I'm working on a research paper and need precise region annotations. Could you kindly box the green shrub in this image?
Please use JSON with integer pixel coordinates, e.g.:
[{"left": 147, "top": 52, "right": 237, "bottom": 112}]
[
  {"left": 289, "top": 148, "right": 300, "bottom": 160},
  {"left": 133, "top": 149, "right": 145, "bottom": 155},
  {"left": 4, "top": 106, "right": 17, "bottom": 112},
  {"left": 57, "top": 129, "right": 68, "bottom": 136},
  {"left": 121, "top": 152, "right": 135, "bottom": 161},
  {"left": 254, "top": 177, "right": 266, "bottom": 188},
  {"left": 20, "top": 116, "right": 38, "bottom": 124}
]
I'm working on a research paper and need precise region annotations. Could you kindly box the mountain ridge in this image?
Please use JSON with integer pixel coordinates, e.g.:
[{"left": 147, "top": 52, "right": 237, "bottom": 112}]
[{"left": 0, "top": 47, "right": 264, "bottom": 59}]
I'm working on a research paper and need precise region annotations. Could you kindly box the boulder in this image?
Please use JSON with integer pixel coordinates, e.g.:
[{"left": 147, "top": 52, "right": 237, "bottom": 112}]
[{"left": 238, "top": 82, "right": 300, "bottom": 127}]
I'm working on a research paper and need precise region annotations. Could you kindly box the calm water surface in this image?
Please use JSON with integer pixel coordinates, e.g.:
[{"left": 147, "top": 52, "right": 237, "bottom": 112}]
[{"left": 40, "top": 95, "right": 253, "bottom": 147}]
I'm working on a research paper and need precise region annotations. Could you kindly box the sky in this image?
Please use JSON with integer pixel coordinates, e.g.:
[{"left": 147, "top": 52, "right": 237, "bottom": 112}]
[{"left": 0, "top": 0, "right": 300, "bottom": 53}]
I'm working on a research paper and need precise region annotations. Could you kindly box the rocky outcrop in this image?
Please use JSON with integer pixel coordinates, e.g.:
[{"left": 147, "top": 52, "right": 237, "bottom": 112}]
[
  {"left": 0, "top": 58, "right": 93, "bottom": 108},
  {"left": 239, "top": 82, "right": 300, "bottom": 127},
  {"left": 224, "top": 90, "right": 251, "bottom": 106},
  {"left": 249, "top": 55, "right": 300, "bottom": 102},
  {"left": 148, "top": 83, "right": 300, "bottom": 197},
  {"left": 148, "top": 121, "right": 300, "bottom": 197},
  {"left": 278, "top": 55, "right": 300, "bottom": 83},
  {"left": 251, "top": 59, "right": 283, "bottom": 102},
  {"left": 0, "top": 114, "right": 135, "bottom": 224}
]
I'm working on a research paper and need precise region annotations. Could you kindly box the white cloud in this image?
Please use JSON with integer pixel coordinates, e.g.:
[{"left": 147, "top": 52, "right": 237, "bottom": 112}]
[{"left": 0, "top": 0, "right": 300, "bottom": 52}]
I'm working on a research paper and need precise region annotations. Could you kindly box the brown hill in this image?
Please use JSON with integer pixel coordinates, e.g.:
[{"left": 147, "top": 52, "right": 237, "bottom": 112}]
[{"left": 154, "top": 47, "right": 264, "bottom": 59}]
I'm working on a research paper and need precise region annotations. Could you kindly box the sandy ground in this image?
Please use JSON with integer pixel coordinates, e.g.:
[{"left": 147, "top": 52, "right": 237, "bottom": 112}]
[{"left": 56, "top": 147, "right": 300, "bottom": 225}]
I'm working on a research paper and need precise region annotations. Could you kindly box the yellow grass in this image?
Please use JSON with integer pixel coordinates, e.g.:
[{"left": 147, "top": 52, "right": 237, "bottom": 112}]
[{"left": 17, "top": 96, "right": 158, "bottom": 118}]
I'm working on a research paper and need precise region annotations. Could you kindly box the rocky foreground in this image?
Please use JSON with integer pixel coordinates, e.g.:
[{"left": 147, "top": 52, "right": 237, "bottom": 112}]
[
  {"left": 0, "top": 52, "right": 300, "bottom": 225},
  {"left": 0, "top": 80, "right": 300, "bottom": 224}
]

■ Work to complete:
Convert the lines above into a numbered list, leaving out any blank lines.

■ Worked solution:
1. I'm working on a research paper and need precise region annotations. Could you kindly box the green shrub in this image?
2. Please use JSON with integer pixel coordinates, e.g.:
3. [{"left": 147, "top": 52, "right": 237, "bottom": 112}]
4. [
5.   {"left": 289, "top": 148, "right": 300, "bottom": 160},
6.   {"left": 133, "top": 149, "right": 145, "bottom": 155},
7.   {"left": 4, "top": 106, "right": 17, "bottom": 112},
8.   {"left": 57, "top": 129, "right": 68, "bottom": 136},
9.   {"left": 121, "top": 152, "right": 135, "bottom": 161},
10.   {"left": 254, "top": 177, "right": 266, "bottom": 188},
11.   {"left": 20, "top": 116, "right": 38, "bottom": 124}
12. ]
13. I'm working on a research paper and need precise region annotations. Could you kindly box the mountain ridge in this image?
14. Please use JSON with integer pixel coordinates, e.g.:
15. [{"left": 147, "top": 52, "right": 237, "bottom": 112}]
16. [{"left": 0, "top": 47, "right": 264, "bottom": 59}]
17. I'm working on a research paper and need precise region annotations. Could you kindly box the boulder in this image?
18. Please use JSON with integer pixel coordinates, e.g.:
19. [{"left": 147, "top": 52, "right": 237, "bottom": 112}]
20. [{"left": 238, "top": 82, "right": 300, "bottom": 127}]
21. I'm working on a research paper and need precise region annotations. Could you kindly box the calm water surface in this image?
22. Please use JSON with integer pixel coordinates, e.g.:
23. [{"left": 147, "top": 52, "right": 237, "bottom": 112}]
24. [{"left": 40, "top": 95, "right": 253, "bottom": 147}]
25. I'm working on a research paper and need precise region annotations. Could you kindly box the sky in this image?
26. Please use JSON with integer pixel coordinates, e.g.:
27. [{"left": 147, "top": 52, "right": 237, "bottom": 112}]
28. [{"left": 0, "top": 0, "right": 300, "bottom": 53}]
29. I'm working on a research paper and need precise region annotations. Could you kindly box the rocky outcrop in this image?
30. Please use JSON with integer pixel coordinates, e.g.:
31. [{"left": 147, "top": 52, "right": 237, "bottom": 112}]
32. [
33.   {"left": 0, "top": 58, "right": 93, "bottom": 108},
34.   {"left": 239, "top": 82, "right": 300, "bottom": 127},
35.   {"left": 224, "top": 90, "right": 251, "bottom": 106},
36.   {"left": 249, "top": 55, "right": 300, "bottom": 102},
37.   {"left": 148, "top": 83, "right": 300, "bottom": 197},
38.   {"left": 148, "top": 121, "right": 300, "bottom": 197},
39.   {"left": 278, "top": 55, "right": 300, "bottom": 83},
40.   {"left": 251, "top": 59, "right": 283, "bottom": 102},
41.   {"left": 0, "top": 114, "right": 135, "bottom": 224}
42. ]
43. I'm working on a research paper and need precise region annotations. Could you kindly box the white cloud in this image?
44. Please use JSON with integer pixel coordinates, e.g.:
45. [{"left": 147, "top": 52, "right": 237, "bottom": 112}]
46. [{"left": 0, "top": 0, "right": 300, "bottom": 52}]
47. I'm working on a research paper and need precise region annotations. Could you kindly box the brown hill in this image?
48. Please use JSON with integer pixel coordinates, e.g.:
49. [{"left": 147, "top": 52, "right": 237, "bottom": 112}]
50. [{"left": 154, "top": 47, "right": 264, "bottom": 59}]
51. I'm working on a research paper and need precise region annotations. Could you kindly box the sandy ground in this image?
52. Please use JSON with integer pixel coordinates, e.g.:
53. [{"left": 147, "top": 52, "right": 237, "bottom": 112}]
54. [{"left": 56, "top": 147, "right": 300, "bottom": 225}]
55. I'm working on a research paper and need precise region annotations. Could you kindly box the yellow grass in this image?
56. Please use JSON with integer pixel coordinates, e.g.:
57. [{"left": 147, "top": 52, "right": 237, "bottom": 112}]
58. [{"left": 17, "top": 96, "right": 158, "bottom": 118}]
59. I'm working on a research paper and need precise region annotations. Could you kindly box the rocky foreground in this image?
60. Please use JSON with integer pixel coordinates, e.g.:
61. [{"left": 147, "top": 52, "right": 237, "bottom": 112}]
62. [
63.   {"left": 0, "top": 52, "right": 300, "bottom": 225},
64.   {"left": 0, "top": 80, "right": 300, "bottom": 224}
65. ]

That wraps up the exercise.